> _Saved entries_
┌──

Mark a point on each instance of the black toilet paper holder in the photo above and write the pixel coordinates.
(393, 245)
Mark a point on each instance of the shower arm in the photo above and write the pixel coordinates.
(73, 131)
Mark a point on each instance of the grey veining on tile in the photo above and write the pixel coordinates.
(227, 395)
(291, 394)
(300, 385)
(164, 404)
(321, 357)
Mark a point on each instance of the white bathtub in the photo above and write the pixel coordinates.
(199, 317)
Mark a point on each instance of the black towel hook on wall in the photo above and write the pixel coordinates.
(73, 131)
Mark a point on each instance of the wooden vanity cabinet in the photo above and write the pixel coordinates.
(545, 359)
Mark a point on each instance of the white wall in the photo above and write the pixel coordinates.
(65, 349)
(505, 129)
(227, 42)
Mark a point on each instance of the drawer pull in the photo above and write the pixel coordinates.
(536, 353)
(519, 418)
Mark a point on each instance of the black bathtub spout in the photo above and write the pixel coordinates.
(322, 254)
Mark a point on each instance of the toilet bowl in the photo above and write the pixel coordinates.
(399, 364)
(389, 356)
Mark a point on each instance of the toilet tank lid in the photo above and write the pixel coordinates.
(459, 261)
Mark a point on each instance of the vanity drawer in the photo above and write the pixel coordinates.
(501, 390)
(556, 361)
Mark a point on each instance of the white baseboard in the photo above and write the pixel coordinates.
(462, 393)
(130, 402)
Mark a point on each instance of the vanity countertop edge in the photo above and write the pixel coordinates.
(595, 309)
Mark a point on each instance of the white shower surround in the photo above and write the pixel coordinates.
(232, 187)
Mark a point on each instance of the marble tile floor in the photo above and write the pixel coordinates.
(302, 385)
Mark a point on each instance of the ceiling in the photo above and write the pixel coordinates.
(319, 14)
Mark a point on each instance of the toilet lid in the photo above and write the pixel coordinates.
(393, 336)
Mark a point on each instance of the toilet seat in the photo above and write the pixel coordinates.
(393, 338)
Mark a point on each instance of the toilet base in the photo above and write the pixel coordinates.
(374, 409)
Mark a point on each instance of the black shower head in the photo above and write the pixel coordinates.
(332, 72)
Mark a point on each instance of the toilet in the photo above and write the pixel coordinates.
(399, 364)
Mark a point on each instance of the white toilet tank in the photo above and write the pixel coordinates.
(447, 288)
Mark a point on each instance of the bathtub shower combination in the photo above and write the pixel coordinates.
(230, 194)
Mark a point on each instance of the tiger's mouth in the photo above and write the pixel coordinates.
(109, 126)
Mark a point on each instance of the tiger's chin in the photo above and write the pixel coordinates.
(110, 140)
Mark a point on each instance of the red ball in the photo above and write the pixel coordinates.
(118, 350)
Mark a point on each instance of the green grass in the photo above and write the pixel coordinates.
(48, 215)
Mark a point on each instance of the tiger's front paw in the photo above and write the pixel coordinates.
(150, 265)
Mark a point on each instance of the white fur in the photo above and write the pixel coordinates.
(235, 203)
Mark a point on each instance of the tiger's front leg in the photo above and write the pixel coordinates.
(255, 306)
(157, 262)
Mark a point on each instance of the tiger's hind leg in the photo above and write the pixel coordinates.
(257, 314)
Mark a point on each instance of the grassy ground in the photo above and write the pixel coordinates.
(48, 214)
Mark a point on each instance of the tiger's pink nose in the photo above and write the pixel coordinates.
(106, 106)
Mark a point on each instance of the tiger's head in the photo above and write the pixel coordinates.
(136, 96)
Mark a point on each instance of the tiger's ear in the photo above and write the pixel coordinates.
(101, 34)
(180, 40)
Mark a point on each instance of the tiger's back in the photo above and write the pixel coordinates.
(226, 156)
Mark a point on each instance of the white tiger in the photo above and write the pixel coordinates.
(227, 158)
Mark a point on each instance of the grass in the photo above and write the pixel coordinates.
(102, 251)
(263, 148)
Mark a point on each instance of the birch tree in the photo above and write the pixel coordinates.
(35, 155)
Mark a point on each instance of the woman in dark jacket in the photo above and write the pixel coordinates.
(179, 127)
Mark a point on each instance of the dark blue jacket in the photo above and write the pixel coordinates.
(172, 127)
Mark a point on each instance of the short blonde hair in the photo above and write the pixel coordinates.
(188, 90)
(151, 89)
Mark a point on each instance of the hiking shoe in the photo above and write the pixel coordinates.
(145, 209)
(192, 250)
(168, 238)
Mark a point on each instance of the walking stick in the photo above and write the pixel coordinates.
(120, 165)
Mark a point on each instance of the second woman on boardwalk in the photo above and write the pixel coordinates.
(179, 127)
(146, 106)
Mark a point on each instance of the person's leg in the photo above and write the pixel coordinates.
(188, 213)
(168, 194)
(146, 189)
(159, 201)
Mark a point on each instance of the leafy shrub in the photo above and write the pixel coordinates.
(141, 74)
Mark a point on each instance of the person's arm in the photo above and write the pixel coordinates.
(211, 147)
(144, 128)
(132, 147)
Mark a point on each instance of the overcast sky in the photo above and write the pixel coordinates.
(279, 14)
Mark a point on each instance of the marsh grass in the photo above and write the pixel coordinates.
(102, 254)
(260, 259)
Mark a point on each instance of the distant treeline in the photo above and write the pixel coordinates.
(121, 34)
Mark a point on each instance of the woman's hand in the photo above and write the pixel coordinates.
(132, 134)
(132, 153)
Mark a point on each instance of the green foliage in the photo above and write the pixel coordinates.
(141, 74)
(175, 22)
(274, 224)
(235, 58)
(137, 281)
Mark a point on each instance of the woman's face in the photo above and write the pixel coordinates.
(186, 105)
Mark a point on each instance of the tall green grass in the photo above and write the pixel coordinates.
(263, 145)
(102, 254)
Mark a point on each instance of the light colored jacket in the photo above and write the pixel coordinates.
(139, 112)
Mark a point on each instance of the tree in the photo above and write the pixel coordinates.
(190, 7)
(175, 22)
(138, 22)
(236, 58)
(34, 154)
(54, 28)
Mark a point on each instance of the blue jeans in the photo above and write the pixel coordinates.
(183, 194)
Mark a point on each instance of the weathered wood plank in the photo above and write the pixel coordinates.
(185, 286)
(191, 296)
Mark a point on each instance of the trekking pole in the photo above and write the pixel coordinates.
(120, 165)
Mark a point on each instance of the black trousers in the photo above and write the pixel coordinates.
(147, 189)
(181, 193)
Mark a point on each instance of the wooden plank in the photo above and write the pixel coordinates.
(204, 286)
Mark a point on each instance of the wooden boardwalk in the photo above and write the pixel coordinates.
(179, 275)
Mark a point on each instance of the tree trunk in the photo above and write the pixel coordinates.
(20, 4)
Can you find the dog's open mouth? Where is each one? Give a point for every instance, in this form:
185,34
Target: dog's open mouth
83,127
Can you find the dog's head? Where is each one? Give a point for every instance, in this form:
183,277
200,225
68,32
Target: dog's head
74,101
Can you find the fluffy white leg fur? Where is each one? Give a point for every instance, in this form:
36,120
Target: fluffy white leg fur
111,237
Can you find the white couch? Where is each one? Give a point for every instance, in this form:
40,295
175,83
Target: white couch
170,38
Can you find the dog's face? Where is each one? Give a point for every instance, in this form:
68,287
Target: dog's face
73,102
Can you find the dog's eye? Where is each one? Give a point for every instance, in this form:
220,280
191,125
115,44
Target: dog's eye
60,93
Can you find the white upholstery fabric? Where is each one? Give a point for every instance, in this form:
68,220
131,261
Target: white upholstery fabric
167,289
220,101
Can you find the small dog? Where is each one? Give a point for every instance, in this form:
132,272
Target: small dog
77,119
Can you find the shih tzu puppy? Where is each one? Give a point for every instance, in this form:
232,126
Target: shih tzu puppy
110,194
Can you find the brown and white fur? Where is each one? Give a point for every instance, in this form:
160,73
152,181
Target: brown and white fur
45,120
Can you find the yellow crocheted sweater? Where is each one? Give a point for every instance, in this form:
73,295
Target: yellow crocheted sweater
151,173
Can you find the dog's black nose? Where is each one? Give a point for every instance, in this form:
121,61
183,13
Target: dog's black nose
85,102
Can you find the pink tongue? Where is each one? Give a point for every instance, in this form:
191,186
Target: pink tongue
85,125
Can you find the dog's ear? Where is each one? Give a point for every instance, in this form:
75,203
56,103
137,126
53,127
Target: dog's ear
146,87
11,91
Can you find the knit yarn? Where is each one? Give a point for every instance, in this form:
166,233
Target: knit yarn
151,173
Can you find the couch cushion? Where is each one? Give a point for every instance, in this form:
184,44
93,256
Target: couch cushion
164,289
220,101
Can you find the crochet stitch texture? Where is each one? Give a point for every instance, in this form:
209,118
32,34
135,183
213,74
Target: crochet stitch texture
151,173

└──

> _EXERCISE DETAILS_
Could you set down, word for word, only the lines above from the line with "Target: brown and white fur" to the line with "Can you find the couch", including both?

> _RESPONSE TO THE TASK_
Target: brown and white fur
45,120
Can you find the yellow crocheted sweater? Where is each one? Give a point for every instance, in this form:
73,295
Target: yellow crocheted sweater
151,173
Can you find the dog's black nose? Where is each one? Give a point for every instance, in this form:
121,61
183,13
Target: dog's black nose
85,102
Can you find the pink tongue? Where is each one? Give a point for every instance, in this form:
191,186
Target: pink tongue
85,125
Can you find the dog's ear? Where is each one? Give a point for every instance, in this form:
75,203
56,103
137,126
53,127
Target: dog's ear
146,87
11,91
Can you find the knit yarn? Where is each one? Give a point for every instance, in this form:
166,233
Target: knit yarn
151,173
Can you find the couch cushion? Where is each one? Give a point for every instance, in this form:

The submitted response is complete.